::: Recorded data :::

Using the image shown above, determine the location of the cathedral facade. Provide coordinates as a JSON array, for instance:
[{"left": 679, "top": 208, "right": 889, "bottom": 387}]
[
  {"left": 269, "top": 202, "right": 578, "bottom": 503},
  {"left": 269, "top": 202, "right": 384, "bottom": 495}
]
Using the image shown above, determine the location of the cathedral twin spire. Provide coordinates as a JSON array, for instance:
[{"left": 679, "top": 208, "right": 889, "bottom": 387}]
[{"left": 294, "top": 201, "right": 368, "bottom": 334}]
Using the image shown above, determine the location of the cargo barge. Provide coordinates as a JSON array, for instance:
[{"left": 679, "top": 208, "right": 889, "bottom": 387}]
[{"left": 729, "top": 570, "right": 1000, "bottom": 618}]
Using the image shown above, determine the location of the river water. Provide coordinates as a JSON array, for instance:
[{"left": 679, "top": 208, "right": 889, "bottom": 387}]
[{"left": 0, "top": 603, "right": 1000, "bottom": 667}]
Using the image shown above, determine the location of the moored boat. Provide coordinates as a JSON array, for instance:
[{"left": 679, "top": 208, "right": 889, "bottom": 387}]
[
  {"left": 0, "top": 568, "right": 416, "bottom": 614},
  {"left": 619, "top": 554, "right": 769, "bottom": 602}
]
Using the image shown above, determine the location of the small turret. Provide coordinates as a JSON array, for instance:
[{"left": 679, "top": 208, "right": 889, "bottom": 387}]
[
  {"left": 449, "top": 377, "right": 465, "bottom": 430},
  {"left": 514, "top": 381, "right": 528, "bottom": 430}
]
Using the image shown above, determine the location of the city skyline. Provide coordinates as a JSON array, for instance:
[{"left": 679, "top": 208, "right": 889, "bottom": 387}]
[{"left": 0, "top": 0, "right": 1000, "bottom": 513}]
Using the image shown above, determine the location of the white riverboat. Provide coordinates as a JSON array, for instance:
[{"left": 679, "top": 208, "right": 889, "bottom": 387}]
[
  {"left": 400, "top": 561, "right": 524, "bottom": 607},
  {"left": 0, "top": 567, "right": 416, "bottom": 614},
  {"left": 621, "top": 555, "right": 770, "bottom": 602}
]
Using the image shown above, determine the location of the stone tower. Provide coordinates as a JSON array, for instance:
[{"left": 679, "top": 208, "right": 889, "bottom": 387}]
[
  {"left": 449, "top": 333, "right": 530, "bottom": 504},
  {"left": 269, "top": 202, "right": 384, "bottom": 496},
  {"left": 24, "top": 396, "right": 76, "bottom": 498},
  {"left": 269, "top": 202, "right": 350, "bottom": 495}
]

:::

- **Work to do**
Collect every line of the listing that contains the word "shown" and copy each one unchanged.

- **Solution for this problem**
Using the image shown above, determine the location of the cathedral facade. Provide coordinates as a JSON array, for instance:
Using the image shown above, determine the location of the cathedral twin spire. Provide coordinates as a JSON array, for instance:
Using the image shown above, determine the location of the cargo barge. Provide coordinates as a JSON array, for instance:
Using the image shown above, determine the location of the river water. Provide coordinates as a JSON array, for instance:
Using the image shown above, determine the location of the moored boat. Provide coordinates as a JSON array, for instance:
Using the image shown above, determine the location of the small turret. Provide coordinates as a JSON array, for instance:
Using the image shown above, determine the location of the city skyline. Provide coordinates as a JSON array, for instance:
Using the image shown above, determine the location of the white riverboat. Provide coordinates as a JSON array, for instance:
Using the image shown above, determine the location of the stone tower. Provide coordinates as a JSON array, for instance:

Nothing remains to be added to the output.